● **DIRECTIVE**:
Reproduce everything from "Look at this image and locate every instance of white car." down to "xmin=172 ymin=0 xmax=186 ymax=62" with "pine tree" changed to "fir tree" and every other part left as it stands.

— begin —

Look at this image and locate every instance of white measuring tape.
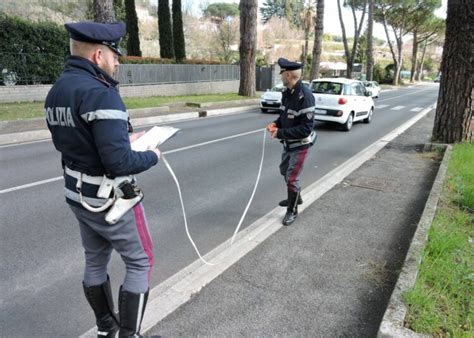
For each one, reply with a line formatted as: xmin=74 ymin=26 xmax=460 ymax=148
xmin=161 ymin=129 xmax=267 ymax=265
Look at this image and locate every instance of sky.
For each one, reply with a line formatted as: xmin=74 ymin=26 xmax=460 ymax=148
xmin=150 ymin=0 xmax=447 ymax=40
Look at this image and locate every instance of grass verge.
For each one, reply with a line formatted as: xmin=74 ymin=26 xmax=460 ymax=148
xmin=404 ymin=143 xmax=474 ymax=337
xmin=0 ymin=94 xmax=256 ymax=121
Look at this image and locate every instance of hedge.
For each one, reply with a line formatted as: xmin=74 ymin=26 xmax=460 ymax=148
xmin=0 ymin=14 xmax=69 ymax=84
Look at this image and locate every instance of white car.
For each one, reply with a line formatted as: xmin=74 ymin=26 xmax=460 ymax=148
xmin=260 ymin=81 xmax=309 ymax=113
xmin=311 ymin=78 xmax=374 ymax=131
xmin=364 ymin=81 xmax=380 ymax=99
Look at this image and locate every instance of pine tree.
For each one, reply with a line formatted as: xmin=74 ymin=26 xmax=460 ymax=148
xmin=433 ymin=0 xmax=474 ymax=143
xmin=92 ymin=0 xmax=115 ymax=23
xmin=239 ymin=0 xmax=258 ymax=96
xmin=125 ymin=0 xmax=142 ymax=56
xmin=158 ymin=0 xmax=174 ymax=59
xmin=172 ymin=0 xmax=186 ymax=62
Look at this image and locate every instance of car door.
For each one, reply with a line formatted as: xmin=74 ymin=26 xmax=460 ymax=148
xmin=350 ymin=82 xmax=362 ymax=121
xmin=353 ymin=82 xmax=369 ymax=120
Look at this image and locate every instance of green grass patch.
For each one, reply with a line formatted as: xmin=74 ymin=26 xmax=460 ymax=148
xmin=404 ymin=143 xmax=474 ymax=337
xmin=0 ymin=94 xmax=256 ymax=121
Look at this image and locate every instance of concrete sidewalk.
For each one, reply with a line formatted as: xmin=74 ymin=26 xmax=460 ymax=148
xmin=147 ymin=110 xmax=440 ymax=337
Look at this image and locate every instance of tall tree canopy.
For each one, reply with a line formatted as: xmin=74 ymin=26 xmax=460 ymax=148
xmin=158 ymin=0 xmax=174 ymax=59
xmin=433 ymin=0 xmax=474 ymax=143
xmin=260 ymin=0 xmax=302 ymax=26
xmin=92 ymin=0 xmax=116 ymax=23
xmin=203 ymin=2 xmax=239 ymax=20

— end —

● **THE RESPONSE**:
Look at this image and locate every instance of white car.
For each one, reply with a line formatted as: xmin=74 ymin=26 xmax=460 ymax=148
xmin=260 ymin=81 xmax=309 ymax=113
xmin=311 ymin=78 xmax=374 ymax=131
xmin=364 ymin=81 xmax=380 ymax=99
Look at this image and locate every instance of fir tree.
For each one, reply with a line formatted as: xmin=74 ymin=26 xmax=460 ymax=148
xmin=433 ymin=0 xmax=474 ymax=143
xmin=92 ymin=0 xmax=115 ymax=23
xmin=239 ymin=0 xmax=258 ymax=96
xmin=125 ymin=0 xmax=142 ymax=56
xmin=158 ymin=0 xmax=174 ymax=59
xmin=172 ymin=0 xmax=186 ymax=62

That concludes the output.